── Data shown ──
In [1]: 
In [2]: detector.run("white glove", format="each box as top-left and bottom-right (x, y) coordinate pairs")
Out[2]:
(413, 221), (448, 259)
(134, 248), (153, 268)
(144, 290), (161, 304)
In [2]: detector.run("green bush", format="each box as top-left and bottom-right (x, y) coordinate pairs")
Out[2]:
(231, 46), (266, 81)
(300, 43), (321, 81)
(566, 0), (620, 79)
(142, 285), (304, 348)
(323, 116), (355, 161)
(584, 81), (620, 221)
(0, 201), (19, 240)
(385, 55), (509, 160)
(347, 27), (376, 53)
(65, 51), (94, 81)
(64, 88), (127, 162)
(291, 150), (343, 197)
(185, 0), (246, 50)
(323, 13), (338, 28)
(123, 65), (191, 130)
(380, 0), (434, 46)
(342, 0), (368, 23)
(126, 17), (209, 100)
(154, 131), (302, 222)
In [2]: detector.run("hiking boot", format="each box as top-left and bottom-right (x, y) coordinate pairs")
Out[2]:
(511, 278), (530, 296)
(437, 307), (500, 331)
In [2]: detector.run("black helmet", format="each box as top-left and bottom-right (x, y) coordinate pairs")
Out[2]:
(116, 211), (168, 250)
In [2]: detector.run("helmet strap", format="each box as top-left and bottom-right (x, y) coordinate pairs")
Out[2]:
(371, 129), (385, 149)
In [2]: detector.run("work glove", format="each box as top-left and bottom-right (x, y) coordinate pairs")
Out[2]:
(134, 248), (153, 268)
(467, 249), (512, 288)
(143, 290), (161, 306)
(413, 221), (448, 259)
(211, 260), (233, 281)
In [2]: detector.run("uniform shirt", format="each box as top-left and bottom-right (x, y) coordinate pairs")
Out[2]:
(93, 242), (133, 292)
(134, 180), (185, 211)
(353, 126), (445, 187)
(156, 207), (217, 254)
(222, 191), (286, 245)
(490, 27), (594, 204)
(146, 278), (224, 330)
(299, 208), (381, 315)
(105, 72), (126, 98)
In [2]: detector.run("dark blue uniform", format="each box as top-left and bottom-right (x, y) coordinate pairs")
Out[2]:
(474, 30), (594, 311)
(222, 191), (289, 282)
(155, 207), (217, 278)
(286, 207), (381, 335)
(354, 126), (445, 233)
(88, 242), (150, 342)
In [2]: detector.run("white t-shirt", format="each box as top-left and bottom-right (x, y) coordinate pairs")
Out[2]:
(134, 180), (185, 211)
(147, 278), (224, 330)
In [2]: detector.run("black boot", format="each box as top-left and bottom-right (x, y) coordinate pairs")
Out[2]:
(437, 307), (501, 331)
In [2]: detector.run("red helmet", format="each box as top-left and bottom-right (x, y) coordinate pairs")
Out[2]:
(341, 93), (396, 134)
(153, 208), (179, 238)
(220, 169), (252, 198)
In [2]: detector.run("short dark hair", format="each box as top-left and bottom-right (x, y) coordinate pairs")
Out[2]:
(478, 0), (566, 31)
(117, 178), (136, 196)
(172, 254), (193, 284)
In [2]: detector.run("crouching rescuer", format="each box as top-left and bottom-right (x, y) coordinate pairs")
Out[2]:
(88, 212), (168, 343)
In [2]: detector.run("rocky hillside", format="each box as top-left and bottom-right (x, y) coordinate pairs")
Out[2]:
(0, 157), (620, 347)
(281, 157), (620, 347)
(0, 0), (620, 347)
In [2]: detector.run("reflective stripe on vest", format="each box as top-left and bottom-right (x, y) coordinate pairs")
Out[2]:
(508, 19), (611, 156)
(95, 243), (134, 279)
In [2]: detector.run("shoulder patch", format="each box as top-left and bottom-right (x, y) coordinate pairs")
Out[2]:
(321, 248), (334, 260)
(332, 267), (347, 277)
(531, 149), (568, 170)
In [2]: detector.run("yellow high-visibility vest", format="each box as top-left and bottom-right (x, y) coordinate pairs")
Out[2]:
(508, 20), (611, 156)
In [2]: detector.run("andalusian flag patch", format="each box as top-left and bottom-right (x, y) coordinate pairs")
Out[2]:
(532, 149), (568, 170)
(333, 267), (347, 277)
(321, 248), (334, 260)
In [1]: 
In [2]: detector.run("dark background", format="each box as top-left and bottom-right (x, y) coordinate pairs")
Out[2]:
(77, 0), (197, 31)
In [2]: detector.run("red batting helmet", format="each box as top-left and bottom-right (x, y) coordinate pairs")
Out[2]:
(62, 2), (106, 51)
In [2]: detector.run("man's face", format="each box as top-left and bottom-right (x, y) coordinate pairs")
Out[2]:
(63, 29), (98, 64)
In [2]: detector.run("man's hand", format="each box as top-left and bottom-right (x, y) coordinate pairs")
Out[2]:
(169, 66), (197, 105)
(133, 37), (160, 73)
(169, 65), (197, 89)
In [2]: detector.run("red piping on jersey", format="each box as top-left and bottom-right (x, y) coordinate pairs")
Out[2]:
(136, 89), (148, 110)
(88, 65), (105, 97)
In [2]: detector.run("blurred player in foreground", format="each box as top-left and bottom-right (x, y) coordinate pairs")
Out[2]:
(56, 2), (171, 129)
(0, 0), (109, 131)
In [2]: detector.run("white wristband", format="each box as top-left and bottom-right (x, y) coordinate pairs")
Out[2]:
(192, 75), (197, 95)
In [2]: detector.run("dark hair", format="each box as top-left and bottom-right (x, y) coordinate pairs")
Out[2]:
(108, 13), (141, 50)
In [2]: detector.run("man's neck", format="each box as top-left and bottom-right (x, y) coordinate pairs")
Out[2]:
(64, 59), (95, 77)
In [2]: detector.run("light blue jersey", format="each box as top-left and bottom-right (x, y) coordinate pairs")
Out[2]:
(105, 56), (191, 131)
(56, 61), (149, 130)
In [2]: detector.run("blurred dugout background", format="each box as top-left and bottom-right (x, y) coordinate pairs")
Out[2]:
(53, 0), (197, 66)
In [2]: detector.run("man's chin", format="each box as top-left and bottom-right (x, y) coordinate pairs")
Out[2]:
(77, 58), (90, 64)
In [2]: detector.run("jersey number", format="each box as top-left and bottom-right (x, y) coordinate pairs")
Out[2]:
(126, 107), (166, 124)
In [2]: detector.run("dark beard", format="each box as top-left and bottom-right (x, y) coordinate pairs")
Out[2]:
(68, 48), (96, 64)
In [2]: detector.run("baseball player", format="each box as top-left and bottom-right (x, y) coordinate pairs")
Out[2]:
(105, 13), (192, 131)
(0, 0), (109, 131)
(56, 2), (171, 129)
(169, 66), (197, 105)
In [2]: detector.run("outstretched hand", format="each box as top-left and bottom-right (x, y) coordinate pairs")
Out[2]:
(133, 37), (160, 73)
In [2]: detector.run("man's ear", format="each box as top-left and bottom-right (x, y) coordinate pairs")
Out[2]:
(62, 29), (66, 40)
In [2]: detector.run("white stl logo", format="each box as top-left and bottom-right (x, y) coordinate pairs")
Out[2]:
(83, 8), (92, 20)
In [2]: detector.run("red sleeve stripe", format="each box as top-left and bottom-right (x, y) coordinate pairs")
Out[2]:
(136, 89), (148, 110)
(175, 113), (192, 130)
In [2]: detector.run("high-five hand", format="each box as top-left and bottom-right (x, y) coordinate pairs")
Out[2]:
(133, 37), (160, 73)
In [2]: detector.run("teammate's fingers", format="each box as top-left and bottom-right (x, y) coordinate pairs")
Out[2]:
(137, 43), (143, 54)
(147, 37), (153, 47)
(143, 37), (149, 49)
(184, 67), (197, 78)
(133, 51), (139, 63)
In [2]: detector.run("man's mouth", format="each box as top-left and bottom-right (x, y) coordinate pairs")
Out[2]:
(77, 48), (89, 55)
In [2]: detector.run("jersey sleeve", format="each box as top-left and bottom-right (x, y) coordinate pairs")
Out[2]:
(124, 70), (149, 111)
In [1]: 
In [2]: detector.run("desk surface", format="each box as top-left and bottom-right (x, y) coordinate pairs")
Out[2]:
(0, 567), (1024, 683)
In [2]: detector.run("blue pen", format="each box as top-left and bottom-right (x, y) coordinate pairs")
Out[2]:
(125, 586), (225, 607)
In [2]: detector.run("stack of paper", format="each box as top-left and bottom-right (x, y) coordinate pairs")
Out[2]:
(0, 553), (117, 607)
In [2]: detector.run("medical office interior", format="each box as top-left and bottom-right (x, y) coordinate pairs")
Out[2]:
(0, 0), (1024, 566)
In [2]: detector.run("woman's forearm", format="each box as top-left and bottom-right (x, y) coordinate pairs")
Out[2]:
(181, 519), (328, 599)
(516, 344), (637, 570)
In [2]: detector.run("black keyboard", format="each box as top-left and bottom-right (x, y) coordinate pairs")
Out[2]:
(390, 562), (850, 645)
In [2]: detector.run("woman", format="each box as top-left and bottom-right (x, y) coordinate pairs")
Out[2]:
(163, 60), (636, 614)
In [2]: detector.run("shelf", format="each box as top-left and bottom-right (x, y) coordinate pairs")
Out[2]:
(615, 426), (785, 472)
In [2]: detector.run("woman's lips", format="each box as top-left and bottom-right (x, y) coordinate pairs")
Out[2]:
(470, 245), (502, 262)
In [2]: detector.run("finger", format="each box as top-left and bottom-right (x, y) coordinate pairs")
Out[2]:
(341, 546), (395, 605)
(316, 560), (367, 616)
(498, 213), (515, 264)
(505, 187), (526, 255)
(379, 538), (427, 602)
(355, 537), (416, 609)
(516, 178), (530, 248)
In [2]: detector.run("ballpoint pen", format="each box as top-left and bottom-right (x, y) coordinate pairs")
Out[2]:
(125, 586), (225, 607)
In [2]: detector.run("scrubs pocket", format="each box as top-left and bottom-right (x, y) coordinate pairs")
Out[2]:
───
── Data shown ──
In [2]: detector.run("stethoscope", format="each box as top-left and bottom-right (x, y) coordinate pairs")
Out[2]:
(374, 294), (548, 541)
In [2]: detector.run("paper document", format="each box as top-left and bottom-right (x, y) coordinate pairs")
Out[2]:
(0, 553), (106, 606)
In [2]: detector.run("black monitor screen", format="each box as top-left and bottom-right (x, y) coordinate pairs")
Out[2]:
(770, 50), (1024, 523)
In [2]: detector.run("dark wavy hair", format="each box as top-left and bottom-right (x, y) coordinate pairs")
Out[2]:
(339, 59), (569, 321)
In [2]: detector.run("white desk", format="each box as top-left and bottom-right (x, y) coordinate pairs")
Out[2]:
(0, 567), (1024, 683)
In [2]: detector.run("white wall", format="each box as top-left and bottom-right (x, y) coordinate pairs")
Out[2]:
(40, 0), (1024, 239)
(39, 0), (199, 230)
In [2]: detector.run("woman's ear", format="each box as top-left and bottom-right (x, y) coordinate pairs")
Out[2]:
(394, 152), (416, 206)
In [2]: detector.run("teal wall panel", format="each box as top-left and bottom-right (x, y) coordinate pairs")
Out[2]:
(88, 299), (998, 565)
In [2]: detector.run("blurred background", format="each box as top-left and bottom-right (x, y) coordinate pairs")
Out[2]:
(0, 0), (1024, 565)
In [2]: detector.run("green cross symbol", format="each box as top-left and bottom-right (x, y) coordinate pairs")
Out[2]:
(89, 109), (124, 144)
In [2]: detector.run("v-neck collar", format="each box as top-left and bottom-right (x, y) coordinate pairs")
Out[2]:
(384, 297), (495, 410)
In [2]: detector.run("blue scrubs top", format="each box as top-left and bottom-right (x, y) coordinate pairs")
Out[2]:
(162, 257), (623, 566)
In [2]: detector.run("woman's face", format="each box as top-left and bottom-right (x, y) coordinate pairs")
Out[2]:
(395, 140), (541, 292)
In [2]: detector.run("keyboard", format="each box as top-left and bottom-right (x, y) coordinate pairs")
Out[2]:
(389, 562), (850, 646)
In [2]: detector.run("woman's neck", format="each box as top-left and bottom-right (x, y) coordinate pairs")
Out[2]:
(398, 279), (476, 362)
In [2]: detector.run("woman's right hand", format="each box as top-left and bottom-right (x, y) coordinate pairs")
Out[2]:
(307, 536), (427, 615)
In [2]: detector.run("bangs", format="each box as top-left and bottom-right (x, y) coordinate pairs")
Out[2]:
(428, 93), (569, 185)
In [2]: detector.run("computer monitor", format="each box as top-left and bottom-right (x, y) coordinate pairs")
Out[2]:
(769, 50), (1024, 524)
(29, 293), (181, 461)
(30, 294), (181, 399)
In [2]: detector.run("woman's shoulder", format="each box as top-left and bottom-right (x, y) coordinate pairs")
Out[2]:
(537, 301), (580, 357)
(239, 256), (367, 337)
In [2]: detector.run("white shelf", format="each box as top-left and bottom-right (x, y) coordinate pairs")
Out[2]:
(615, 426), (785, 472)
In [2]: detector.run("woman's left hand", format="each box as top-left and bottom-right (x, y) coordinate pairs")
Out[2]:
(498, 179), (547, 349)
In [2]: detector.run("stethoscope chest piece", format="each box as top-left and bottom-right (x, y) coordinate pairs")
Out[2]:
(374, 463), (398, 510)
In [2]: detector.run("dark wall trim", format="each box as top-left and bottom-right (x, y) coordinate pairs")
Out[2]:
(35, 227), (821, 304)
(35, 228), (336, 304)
───
── Data shown ──
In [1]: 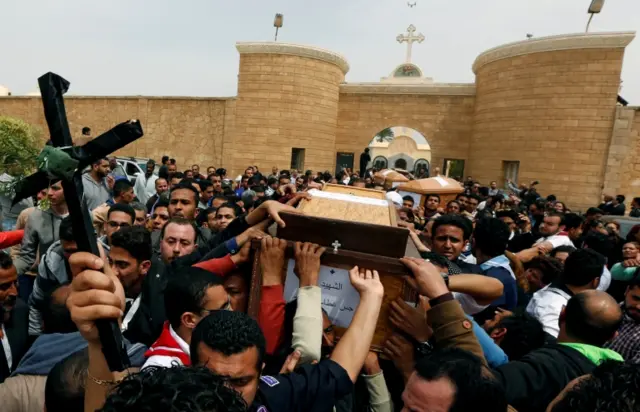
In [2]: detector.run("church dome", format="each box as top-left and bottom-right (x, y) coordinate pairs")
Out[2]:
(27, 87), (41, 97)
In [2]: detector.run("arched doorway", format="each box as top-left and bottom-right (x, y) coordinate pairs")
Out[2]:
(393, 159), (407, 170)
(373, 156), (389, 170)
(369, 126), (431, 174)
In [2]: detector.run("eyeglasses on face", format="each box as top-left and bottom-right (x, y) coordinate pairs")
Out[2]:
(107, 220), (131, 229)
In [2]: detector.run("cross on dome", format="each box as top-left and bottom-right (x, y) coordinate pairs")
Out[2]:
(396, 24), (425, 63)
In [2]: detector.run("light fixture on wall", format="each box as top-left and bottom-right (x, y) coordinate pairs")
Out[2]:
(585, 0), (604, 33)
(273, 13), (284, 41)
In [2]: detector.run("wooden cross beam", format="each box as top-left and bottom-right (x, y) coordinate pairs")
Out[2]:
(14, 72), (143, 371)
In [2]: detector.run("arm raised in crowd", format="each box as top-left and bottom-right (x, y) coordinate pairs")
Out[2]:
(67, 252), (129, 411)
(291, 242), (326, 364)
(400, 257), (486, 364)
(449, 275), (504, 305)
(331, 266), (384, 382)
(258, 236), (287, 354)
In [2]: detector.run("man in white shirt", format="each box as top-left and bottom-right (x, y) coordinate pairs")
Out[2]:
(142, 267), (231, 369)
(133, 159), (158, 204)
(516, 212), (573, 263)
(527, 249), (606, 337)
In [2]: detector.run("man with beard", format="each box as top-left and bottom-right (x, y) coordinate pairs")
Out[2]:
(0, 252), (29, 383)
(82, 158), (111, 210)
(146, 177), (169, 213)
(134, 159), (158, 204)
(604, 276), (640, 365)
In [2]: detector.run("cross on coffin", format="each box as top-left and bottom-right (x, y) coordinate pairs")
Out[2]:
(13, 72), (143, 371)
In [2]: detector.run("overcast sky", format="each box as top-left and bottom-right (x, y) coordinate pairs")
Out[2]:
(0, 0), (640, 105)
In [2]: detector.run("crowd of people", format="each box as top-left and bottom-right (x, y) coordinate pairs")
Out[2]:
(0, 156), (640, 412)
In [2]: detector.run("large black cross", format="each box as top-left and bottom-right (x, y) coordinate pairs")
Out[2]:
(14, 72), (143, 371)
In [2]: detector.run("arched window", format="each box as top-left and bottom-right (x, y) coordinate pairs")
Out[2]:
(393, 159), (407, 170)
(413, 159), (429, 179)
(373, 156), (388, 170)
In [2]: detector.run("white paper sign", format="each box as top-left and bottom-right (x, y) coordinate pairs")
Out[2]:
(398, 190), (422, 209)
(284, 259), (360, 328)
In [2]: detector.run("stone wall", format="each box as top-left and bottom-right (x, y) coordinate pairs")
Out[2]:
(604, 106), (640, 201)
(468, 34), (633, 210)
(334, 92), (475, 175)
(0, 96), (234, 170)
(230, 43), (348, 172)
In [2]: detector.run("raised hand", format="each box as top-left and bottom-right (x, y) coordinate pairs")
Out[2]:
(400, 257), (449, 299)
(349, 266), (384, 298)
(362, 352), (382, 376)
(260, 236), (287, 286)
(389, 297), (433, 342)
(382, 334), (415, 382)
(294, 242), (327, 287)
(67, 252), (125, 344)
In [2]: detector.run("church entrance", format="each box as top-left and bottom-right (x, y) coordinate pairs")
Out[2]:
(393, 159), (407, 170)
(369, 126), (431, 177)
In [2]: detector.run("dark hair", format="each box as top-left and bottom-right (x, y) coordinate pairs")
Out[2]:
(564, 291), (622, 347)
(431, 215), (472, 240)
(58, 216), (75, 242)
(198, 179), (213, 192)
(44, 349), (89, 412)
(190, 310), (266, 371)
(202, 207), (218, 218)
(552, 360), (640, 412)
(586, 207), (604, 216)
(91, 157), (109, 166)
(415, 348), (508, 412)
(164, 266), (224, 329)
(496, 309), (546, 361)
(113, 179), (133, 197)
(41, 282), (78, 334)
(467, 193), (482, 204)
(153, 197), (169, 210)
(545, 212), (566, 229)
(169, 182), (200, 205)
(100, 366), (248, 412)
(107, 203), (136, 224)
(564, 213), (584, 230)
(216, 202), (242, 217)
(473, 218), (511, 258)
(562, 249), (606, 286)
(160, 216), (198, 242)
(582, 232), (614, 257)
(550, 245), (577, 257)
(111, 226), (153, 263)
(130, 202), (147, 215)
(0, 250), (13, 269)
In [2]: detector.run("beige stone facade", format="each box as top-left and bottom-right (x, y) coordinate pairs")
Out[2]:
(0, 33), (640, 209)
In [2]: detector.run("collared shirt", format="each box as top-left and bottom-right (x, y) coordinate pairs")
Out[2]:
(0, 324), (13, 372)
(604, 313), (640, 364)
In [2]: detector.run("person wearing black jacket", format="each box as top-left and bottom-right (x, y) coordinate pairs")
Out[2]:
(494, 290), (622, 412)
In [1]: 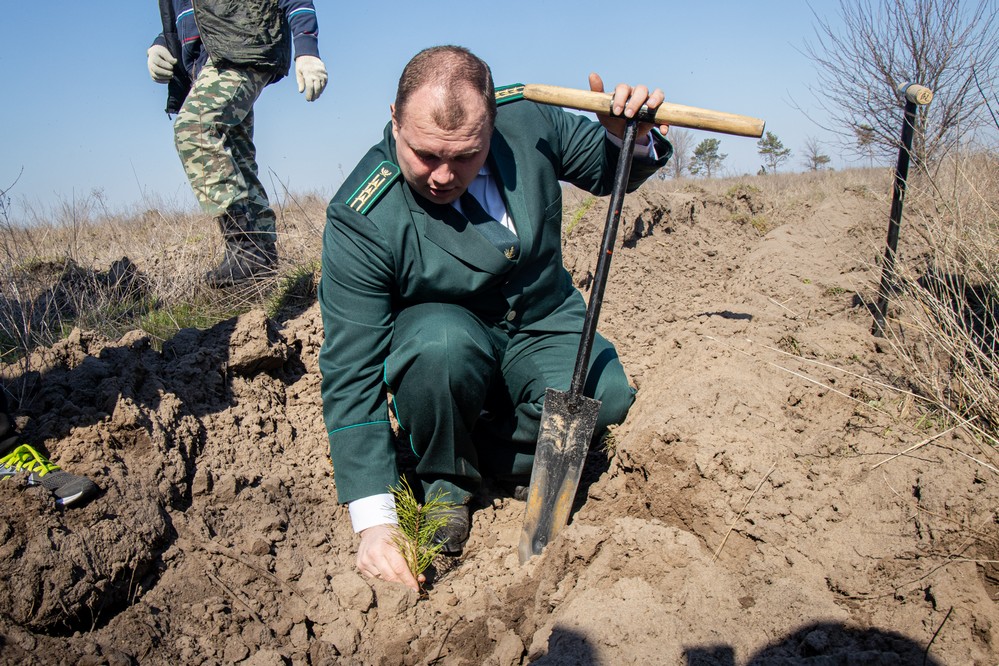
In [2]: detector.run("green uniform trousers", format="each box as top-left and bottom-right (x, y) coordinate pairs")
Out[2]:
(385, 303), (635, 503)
───
Given instruction: Copy out every row above that contains the word "stone", matching case exactly.

Exercise answer:
In [2]: detector.run("stone wall", format="each box as top-left and bottom-right (x, y) coordinate pairs")
In [2]: detector.run("beige stone facade", format="each box as top-left and bottom-right (x, y) coordinate pairs")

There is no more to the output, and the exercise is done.